### Problem description
Turn the data below, from the line that contains "Challenge: I say the druzy" through the line that contains "[378,249,416,287]", into a Markdown table with the columns Row and Line. Give each line its own numbered row, and leave out blank lines.

====== Dataset extract ======

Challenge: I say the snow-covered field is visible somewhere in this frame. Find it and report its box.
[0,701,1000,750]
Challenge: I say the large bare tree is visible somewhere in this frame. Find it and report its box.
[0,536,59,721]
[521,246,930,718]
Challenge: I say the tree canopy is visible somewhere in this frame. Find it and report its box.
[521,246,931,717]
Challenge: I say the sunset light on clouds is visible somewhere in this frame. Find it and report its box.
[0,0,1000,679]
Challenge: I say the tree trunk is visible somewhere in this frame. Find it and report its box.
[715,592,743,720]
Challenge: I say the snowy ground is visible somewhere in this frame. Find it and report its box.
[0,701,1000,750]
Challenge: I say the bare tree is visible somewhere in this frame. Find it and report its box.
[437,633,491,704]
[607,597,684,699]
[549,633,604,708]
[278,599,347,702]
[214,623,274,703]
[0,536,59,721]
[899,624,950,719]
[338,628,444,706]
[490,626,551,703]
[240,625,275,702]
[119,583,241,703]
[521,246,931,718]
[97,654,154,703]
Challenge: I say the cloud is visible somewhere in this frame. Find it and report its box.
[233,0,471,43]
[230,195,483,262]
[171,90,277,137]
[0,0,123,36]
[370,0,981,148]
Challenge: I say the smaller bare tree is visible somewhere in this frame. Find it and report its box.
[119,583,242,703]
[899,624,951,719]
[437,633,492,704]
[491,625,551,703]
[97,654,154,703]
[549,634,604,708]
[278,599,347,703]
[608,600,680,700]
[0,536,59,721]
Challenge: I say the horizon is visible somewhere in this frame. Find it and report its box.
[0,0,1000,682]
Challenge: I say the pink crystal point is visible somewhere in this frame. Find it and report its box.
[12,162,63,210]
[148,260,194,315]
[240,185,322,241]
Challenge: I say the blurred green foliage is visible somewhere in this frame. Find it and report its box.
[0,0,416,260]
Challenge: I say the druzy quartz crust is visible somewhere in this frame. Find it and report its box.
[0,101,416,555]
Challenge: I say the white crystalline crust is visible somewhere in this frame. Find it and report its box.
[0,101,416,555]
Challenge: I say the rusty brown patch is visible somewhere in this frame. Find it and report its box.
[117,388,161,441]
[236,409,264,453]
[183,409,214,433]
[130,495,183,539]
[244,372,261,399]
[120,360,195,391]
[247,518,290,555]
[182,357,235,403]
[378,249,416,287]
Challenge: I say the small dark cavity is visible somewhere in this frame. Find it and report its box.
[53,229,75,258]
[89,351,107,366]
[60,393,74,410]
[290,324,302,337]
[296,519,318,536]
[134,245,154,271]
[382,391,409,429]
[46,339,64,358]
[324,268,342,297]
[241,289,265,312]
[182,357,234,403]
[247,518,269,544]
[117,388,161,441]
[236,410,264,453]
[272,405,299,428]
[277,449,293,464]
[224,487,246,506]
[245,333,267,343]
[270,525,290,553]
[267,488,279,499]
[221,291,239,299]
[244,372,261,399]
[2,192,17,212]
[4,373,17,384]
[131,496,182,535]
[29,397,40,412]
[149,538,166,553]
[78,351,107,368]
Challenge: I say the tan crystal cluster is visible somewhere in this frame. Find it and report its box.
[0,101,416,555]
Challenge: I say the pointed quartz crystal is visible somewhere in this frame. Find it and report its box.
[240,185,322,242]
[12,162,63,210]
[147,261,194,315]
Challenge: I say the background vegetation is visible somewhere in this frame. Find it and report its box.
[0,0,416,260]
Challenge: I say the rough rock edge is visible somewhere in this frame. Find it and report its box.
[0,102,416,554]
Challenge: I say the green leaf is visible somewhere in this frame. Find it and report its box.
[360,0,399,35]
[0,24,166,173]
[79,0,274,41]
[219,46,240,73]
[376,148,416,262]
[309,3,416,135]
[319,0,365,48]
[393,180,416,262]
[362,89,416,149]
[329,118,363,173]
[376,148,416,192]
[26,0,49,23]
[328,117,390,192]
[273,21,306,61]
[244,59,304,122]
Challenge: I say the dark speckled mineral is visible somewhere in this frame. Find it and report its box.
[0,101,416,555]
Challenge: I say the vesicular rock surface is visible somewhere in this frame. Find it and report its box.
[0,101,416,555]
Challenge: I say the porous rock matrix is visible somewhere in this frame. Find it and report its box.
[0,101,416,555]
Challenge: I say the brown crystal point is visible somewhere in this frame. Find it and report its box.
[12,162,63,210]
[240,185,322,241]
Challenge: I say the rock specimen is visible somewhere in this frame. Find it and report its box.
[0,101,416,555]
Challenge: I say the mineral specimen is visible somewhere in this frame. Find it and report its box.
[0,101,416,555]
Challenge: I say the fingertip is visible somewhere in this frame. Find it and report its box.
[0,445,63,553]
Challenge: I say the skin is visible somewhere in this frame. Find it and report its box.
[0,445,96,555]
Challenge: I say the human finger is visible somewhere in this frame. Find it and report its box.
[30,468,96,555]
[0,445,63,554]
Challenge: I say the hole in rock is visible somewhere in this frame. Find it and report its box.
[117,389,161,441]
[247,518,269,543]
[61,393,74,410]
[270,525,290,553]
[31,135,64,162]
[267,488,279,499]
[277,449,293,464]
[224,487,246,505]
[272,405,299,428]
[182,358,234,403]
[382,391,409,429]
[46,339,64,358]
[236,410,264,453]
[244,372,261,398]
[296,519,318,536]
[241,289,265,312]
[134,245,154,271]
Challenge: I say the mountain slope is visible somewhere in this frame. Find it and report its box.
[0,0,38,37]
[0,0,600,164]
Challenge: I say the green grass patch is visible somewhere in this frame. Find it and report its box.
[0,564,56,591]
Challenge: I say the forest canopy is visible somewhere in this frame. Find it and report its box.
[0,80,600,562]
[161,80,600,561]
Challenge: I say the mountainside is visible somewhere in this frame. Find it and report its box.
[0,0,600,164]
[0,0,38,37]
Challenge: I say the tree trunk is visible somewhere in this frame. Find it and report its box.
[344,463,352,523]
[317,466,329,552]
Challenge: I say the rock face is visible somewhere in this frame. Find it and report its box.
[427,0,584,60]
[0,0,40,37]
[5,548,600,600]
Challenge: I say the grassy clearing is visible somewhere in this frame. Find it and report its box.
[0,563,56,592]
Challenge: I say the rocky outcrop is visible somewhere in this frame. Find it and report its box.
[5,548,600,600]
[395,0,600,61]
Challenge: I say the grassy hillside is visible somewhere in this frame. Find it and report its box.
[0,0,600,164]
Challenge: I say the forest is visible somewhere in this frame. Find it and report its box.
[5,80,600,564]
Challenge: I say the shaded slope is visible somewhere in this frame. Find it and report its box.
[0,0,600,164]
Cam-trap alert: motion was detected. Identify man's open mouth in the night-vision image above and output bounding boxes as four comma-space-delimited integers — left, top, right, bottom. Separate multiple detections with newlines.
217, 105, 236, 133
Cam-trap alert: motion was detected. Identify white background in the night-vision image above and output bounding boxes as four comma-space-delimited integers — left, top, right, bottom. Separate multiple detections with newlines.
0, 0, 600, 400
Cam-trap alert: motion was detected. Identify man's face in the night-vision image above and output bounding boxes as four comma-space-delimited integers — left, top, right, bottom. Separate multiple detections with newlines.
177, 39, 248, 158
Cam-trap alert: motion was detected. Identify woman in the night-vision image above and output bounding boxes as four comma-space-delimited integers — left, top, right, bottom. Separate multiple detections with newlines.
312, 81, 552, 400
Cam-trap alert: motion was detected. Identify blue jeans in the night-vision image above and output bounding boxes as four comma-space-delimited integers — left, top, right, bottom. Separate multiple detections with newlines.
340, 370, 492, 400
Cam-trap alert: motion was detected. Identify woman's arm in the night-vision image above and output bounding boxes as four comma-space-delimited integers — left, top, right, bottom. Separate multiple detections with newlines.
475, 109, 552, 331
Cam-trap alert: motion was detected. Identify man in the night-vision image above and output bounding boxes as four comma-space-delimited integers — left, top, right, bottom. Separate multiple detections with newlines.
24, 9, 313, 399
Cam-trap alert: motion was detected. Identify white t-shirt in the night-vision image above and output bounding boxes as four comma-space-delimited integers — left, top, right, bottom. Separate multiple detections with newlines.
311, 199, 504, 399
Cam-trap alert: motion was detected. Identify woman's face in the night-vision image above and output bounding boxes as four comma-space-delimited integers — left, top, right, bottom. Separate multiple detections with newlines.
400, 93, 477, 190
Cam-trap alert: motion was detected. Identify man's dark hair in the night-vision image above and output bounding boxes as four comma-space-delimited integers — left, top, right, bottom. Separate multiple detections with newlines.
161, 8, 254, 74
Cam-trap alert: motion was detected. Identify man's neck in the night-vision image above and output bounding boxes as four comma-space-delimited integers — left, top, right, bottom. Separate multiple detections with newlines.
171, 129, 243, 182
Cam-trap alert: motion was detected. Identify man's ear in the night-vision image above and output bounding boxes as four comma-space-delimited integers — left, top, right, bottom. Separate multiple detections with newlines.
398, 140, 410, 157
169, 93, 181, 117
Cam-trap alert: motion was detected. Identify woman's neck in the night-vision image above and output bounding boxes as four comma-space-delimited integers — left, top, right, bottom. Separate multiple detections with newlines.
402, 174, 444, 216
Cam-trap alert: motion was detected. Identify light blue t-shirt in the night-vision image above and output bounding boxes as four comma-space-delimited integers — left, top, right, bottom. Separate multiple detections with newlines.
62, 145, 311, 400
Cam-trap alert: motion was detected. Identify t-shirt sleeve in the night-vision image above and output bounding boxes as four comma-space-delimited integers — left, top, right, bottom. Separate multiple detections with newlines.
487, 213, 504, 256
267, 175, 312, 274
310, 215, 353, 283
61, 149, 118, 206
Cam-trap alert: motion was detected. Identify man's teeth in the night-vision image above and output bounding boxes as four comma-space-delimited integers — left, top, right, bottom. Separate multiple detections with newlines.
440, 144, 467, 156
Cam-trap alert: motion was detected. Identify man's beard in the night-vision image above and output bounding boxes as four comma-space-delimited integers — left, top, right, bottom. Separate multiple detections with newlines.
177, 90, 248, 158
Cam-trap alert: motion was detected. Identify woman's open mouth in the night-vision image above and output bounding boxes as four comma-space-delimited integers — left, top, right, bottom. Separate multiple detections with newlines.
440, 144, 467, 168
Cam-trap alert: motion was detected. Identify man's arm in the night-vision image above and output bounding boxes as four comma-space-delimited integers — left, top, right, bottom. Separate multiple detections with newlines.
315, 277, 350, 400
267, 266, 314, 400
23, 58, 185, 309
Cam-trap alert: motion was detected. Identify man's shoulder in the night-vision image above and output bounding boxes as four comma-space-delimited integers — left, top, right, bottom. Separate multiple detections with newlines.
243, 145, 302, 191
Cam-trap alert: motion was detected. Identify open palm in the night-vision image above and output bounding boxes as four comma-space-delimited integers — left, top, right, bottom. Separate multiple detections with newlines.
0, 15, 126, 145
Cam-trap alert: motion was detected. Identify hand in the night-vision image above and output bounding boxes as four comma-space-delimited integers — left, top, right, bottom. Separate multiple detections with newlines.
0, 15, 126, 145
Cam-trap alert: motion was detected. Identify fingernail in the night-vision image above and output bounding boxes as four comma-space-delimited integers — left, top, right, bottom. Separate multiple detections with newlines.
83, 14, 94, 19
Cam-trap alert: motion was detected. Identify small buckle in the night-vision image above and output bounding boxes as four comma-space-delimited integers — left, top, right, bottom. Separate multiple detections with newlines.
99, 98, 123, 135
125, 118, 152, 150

======

### Complete answer
| Row | Line |
|---|---|
| 1 | Challenge: I say the druzy quartz crust is visible somewhere in this frame. Find it and report its box. |
| 2 | [0,101,416,555] |
| 3 | Challenge: I say the white crystalline crust is visible somewhere in this frame. Find it and report its box. |
| 4 | [0,101,416,555] |
| 5 | Challenge: I say the rusty brown patch is visible somewhere in this frame. Find it and report its box. |
| 6 | [117,388,161,441] |
| 7 | [236,409,264,453] |
| 8 | [183,409,214,433] |
| 9 | [130,495,183,539] |
| 10 | [244,372,261,399] |
| 11 | [120,360,195,391] |
| 12 | [247,518,290,555] |
| 13 | [182,357,235,403] |
| 14 | [378,249,416,287] |